═════ Pasaje mostrado
Hoy, en pleno siglo XXI, reproducir la belleza cósmica de las auroras sigue estimulando la imaginación de los científicos, pero la tecnología a su alcance es ahora mucho mas avanzada.
Por ejemplo, Jan Egedal, investigador del Instituto Tecnológico de Massachusetts (MIT), demostró en 2012 que la región activa en el extremo de la magnetosfera de la Tierra (el más alejado del Sol) es 1.000 veces más grande de lo que se creía, y que en ella se libera una cantidad de electrones superenergéticos –responsables del bello resplandor– mucho mayor que la que se suponía hasta ese momento. Y pudo hacerlo gracias a una simulación realizada con uno de los superordenadores más potentes del mundo, un equipo informático llamado Kraken que está compuesto por 112.000 procesadores. En su investigación, Egedal utilizó 25.000 de esos procesadores para seguir durante 11 días los movimientos de 180.000 millones de partículas de viento solar durante el proceso de reconexión de las líneas del campo magnético terrestre, que es cuando liberan mayor energía.
══════════
• Tareas:
a - ¿Concuerdan con el fragmento sobre las auroras las afirmaciones siguientes? Responde sí o no a cada una y cita las palabras del fragmento que lo deciden: (i) Egedal empleó en su simulación todos los procesadores de Kraken. (ii) La región activa de la magnetosfera resultó ser 1.000 veces más grande de lo que se creía. (iii) La simulación siguió los movimientos de las partículas durante 11 días.
b - Prosigue el fragmento sobre las auroras a partir de donde termina.
═════ Material proporcionado
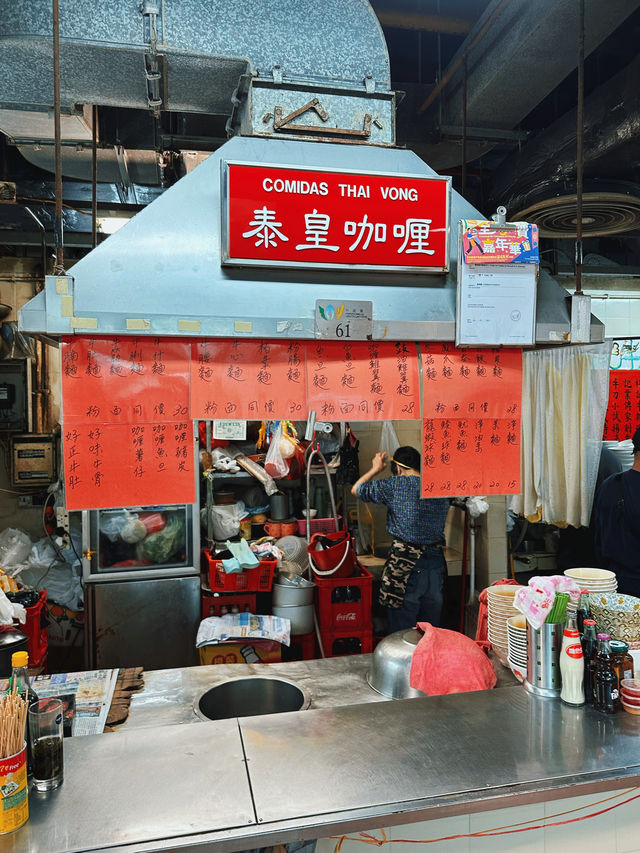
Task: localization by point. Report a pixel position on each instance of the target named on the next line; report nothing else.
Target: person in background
(616, 522)
(413, 578)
══════════
• Respuestas por tarea:
a -
(i) No: «Egedal utilizó 25.000 de esos procesadores».
(ii) Sí: «es 1.000 veces más grande de lo que se creía».
(iii) Sí: «seguir durante 11 días».

b -
En Europa, el astrofísico francés Jean Lilensten, director del Laboratorio de Planetología de Grenoble, es uno de los mayores especialistas en la actividad solar y su influencia sobre los planetas del sistema solar. Lilensten, admirador de Birkeland, creó en 2008 un artefacto bautizado como Planeterrella, un simulador de auroras polares que además replica distintas interacciones entre planetas y estrellas. De su invento se han hecho varias réplicas que circulan por el mundo; una de ellas estuvo recientemente en la Universidad de Alcalá de Henares, en Madrid.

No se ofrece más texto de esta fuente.